Exercise objective:
Format every line of the records below as one numbered list, leaving out blank lines.
-- START --
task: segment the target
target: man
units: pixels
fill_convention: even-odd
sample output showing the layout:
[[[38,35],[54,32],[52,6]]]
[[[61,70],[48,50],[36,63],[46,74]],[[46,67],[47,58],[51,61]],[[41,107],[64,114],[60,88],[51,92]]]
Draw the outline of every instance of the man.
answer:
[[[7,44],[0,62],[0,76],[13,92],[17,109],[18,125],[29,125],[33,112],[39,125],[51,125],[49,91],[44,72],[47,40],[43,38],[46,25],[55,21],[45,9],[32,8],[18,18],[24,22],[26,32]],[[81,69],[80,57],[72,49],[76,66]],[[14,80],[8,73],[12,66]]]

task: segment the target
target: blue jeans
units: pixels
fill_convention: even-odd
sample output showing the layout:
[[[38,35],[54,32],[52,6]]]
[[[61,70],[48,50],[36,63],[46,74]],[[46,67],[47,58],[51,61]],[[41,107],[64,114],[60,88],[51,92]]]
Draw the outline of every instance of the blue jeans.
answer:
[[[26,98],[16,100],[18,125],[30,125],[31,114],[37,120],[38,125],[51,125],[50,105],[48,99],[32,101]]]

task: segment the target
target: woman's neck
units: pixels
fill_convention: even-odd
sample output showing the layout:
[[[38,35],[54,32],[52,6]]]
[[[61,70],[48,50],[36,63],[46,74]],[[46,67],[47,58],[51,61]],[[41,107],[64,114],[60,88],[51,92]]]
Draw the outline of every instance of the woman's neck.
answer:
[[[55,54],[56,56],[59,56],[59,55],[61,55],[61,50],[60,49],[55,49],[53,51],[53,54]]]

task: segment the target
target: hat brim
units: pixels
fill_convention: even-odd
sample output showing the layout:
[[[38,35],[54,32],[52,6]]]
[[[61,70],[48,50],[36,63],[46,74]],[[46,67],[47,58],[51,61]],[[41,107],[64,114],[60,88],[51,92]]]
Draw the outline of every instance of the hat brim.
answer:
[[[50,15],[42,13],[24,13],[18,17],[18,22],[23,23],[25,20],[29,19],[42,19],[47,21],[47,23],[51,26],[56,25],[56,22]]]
-- END --
Final result:
1. task: segment the target
2. target: man
3. units: pixels
4. fill_convention: even-odd
5. sample output showing the layout:
6. [[[38,35],[54,32],[52,6]]]
7. [[[61,70],[48,50],[36,63],[46,74]],[[46,67],[47,58],[51,61]],[[41,107],[64,114],[60,88],[51,92]]]
8. Draw the outline of every instance of the man.
9. answer:
10. [[[7,44],[0,62],[0,76],[13,92],[17,109],[18,125],[29,125],[33,112],[39,125],[51,125],[49,91],[44,72],[47,40],[43,38],[46,25],[55,21],[45,9],[32,8],[18,18],[24,22],[26,32]],[[81,69],[80,57],[72,49],[76,66]],[[14,80],[8,73],[12,66]]]
11. task: segment the target
12. target: blue jeans
13. units: pixels
14. fill_convention: even-odd
15. sample output showing the layout:
16. [[[38,35],[54,32],[52,6]]]
17. [[[61,70],[48,50],[36,63],[46,74]],[[46,67],[47,58],[51,61]],[[41,107],[64,114],[60,88],[51,92]]]
18. Draw the outline of every instance of the blue jeans.
19. answer:
20. [[[26,98],[16,100],[18,125],[30,125],[31,114],[37,120],[38,125],[51,125],[50,105],[48,99],[32,101]]]
21. task: segment the target
22. target: woman's neck
23. units: pixels
24. fill_convention: even-odd
25. sample output showing the layout:
26. [[[38,35],[54,32],[52,6]]]
27. [[[61,70],[48,50],[36,63],[46,74]],[[46,67],[47,58],[51,61]],[[41,107],[64,114],[60,88],[51,92]]]
28. Draw the outline of every instance of the woman's neck.
29. answer:
30. [[[55,54],[56,56],[59,56],[59,55],[61,55],[61,50],[60,49],[55,49],[53,51],[53,54]]]
31. task: segment the target
32. target: hat brim
33. units: pixels
34. fill_convention: even-odd
35. sample output showing the layout:
36. [[[38,35],[54,32],[52,6]]]
37. [[[61,70],[48,50],[36,63],[46,74]],[[46,67],[47,58],[51,61]],[[41,107],[64,114],[60,88],[51,92]]]
38. Draw the outline of every instance of the hat brim.
39. answer:
40. [[[50,15],[42,13],[24,13],[18,17],[18,22],[23,23],[25,20],[29,19],[42,19],[47,21],[47,23],[51,26],[56,25],[56,22]]]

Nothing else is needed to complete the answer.